Your instructions:
Please copy, with no word changed, only the run of lines that opens with the line containing "Target: street sign" and closes with the last line below.

Task inputs:
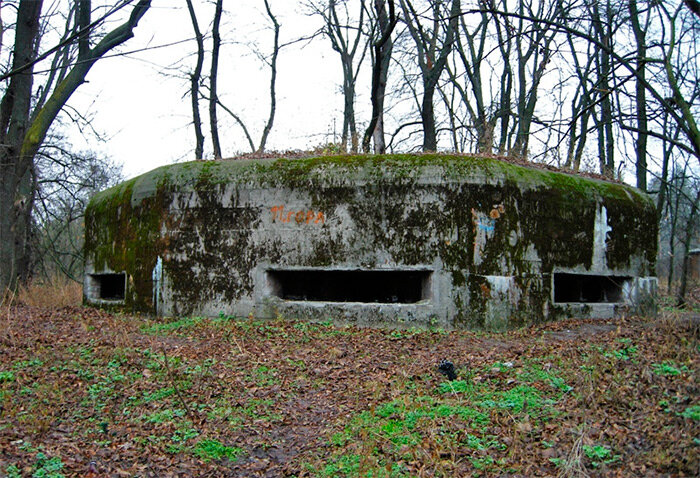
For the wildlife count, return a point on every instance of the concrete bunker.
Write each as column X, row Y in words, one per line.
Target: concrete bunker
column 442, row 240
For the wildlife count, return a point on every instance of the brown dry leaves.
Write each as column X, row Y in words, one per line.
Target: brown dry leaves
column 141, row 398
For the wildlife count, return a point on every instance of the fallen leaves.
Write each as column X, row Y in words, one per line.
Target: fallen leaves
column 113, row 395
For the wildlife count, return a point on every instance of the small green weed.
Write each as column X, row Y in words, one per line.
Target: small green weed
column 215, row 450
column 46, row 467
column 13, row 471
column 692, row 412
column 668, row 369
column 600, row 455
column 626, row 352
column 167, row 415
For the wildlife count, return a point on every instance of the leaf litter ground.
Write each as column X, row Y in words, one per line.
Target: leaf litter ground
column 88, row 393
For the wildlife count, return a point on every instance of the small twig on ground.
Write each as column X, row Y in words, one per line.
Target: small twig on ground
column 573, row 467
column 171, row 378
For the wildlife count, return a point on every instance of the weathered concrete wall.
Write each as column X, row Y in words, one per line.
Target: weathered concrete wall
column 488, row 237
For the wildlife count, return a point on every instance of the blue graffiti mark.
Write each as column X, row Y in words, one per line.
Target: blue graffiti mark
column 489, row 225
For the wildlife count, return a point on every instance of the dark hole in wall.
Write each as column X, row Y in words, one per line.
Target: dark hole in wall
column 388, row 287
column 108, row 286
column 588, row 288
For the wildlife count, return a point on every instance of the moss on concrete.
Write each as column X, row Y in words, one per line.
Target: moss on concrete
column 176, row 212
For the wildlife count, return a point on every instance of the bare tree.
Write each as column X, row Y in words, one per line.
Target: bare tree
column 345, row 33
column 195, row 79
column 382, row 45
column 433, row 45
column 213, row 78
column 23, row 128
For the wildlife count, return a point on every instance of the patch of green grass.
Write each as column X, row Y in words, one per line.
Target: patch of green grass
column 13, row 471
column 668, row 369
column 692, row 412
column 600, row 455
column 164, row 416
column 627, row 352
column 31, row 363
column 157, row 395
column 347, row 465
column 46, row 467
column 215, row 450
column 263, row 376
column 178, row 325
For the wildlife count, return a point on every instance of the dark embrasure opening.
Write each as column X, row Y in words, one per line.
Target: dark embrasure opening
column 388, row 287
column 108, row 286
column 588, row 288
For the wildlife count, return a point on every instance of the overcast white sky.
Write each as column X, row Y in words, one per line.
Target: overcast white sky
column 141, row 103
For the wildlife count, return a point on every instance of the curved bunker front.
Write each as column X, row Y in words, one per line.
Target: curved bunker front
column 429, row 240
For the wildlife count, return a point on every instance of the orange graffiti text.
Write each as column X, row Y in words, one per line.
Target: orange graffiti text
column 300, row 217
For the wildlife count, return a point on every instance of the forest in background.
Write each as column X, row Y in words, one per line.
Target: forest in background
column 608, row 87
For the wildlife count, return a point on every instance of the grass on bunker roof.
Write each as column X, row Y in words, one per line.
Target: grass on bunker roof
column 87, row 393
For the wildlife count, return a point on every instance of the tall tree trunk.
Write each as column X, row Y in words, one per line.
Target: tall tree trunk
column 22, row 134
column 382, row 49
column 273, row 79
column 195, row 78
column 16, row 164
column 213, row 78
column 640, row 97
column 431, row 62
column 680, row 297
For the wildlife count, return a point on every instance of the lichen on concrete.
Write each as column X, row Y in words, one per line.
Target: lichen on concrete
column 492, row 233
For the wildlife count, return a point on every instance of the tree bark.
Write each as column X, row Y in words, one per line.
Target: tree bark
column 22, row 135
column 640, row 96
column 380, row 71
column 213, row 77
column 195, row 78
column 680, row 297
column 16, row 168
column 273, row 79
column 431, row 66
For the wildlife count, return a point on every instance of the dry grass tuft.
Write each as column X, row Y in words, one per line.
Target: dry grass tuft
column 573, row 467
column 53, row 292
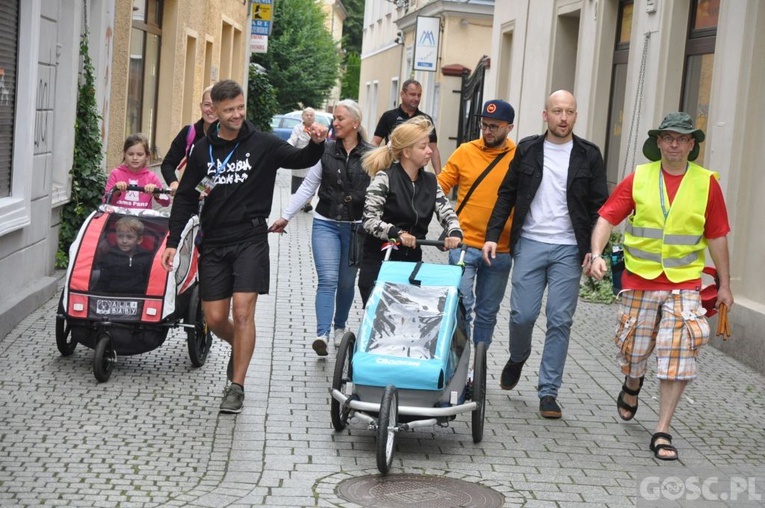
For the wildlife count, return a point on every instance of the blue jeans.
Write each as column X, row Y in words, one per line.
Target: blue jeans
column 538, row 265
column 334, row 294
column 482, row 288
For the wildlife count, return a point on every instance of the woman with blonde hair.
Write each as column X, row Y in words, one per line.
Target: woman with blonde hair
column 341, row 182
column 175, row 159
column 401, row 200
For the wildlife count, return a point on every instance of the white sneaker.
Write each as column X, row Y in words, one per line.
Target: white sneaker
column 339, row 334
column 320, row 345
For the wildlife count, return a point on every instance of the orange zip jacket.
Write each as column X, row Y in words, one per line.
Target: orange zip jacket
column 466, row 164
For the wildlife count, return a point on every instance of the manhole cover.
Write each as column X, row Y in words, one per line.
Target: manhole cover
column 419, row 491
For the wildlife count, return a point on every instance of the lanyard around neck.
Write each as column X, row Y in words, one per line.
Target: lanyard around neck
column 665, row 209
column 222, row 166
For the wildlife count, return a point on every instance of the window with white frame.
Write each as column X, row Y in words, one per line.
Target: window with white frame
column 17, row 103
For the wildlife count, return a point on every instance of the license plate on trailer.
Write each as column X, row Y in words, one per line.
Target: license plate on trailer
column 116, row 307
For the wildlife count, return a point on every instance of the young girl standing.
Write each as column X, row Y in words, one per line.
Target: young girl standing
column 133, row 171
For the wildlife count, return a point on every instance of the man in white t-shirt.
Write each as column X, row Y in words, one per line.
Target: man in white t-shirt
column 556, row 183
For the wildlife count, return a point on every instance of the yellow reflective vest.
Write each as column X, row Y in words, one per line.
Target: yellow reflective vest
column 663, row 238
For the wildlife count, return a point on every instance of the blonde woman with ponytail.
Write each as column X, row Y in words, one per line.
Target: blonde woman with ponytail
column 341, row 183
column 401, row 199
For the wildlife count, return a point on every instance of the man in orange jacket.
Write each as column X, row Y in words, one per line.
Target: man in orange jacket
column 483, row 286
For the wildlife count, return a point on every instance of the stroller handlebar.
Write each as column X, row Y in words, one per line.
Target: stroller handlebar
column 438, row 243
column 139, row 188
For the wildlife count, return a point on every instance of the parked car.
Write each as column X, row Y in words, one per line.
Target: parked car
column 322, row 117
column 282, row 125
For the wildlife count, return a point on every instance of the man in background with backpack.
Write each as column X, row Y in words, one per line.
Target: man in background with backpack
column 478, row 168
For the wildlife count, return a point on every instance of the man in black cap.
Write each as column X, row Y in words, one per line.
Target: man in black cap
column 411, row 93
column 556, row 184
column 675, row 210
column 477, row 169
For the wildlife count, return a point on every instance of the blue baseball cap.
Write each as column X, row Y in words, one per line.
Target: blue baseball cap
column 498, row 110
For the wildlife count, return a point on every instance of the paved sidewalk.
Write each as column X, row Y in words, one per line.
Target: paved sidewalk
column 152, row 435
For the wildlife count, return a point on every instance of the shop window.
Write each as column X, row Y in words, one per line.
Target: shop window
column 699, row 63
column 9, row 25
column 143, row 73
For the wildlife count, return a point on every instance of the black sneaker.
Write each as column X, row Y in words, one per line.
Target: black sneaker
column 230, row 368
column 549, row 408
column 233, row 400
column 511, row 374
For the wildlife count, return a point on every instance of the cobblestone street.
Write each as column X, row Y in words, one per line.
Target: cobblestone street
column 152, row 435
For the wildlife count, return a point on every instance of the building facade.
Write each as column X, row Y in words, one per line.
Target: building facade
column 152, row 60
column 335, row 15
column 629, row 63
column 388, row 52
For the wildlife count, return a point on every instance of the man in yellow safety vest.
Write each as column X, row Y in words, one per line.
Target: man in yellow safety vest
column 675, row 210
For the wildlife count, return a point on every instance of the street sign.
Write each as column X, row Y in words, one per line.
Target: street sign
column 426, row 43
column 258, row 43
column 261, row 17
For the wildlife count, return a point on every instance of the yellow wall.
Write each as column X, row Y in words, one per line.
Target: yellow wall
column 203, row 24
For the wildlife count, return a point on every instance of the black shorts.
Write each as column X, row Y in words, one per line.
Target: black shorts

Answer box:
Target: street sign
column 426, row 43
column 258, row 43
column 261, row 17
For the wildlife count, return a point on every instance of the yellow wall.
Write each as column X, row Y in words, one per line.
Target: yellow wall
column 203, row 24
For the wildlife count, return a point on every instance of the black shorts.
Write each as column X, row Y in words, one per line.
Target: black shorts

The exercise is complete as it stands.